- WORK ITEM A -
According to the article on California's living will form, where in state law is California's Advance Health Care Directive found?
- WORK ITEM B -
Please carry on the article on California's living will form from its final sentence.

- TEXT FOR ANALYSIS -
.....

Amid the national crush to fill out living wills in the wake of the Terri Schiavo saga, a California pro-life group is warning citizens against signing that state's standard living will form, claiming it could result in a painful death by starvation and dehydration.
Campaign for Children and Families, a family-values nonprofit organization, is urging people to avoid using California's Advance Health Care Directive form because it makes no distinction between food and water versus heart-and-lung machinery and other artificial life-support systems. Californians who use the state's form with its standard check-off boxes may be denied nutrition and hydration, says the CCF, and could end up dying of thirst and hunger if they fall into a coma or become otherwise incapacitated.
The state's Advance Health Care Directive is found in the California Probate Code, Section 4701.

.....

Excerpts from a dataset:
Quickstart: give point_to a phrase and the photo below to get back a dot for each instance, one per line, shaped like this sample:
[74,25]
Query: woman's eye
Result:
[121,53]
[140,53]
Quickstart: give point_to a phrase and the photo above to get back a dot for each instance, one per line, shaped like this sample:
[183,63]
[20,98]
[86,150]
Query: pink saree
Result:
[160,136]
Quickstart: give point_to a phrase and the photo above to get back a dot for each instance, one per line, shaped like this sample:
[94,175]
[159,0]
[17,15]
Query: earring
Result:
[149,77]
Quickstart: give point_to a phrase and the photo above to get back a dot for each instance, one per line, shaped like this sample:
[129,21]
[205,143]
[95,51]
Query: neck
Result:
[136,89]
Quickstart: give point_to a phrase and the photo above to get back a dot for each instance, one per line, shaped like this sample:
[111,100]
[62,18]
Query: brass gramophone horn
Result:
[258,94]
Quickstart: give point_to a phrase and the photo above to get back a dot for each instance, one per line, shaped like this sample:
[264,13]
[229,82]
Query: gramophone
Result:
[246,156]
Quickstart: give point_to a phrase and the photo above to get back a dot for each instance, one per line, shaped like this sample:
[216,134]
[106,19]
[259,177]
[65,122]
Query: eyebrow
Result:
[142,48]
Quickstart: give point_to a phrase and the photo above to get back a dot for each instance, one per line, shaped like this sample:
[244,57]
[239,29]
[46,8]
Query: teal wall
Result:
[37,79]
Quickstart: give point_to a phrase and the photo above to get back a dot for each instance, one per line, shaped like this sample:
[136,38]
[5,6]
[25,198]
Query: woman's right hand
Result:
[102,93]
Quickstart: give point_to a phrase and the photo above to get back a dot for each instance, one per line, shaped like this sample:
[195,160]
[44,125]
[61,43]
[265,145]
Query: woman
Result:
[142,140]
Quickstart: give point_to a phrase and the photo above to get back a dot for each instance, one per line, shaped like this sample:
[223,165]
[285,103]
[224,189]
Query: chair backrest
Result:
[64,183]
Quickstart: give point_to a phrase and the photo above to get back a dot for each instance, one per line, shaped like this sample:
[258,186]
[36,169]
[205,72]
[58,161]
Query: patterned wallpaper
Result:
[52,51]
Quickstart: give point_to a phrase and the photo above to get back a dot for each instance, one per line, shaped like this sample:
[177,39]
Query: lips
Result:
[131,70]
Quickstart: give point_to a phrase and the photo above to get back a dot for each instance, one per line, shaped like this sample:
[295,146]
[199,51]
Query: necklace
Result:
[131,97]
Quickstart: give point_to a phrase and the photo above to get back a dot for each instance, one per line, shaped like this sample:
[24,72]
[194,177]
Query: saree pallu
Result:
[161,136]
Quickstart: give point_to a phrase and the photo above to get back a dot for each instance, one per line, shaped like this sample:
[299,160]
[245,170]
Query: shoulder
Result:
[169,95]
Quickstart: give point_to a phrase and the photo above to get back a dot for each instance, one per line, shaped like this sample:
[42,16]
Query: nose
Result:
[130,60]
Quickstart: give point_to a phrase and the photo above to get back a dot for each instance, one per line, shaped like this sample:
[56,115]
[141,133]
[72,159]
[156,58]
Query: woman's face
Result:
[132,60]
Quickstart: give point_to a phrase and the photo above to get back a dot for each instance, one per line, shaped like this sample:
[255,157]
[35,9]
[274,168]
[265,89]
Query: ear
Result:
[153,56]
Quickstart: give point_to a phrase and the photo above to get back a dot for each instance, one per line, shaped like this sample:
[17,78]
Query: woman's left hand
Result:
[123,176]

.....

- RESPONSE A -
California Probate Code, Section 4701.

- RESPONSE B -
"California's living will law assumes you want to be starved or dehydrated to death," said CCF President Randy Thomasson. "This is frightening. Most people don't know that signing the standard advance directive form could sentence you to a horrible death, by your own hand or someone else's." The California's standard form provides space for citizens to further specify their wishes, but without the extra input, the form defaults in the direction of equating nutrition and hydration with artificial life-support machinery.
The group is recommending, instead, that interested Californians use the pro-life "Will to Live" form.
In fact, the National Right to Life website provides a "Will to Live" form for every state plus Washington, D.C.
"If you sign the standard form, and then fall into a temporary coma, or become disabled in an accident, or incur brain damage that initially prevents you from talking or writing, you could literally be starved and dehydrated to death by your own signature or by the person you appoint as your health care agent," said Jan Carroll McCoy, former associate western director for the National Right to Life Committee.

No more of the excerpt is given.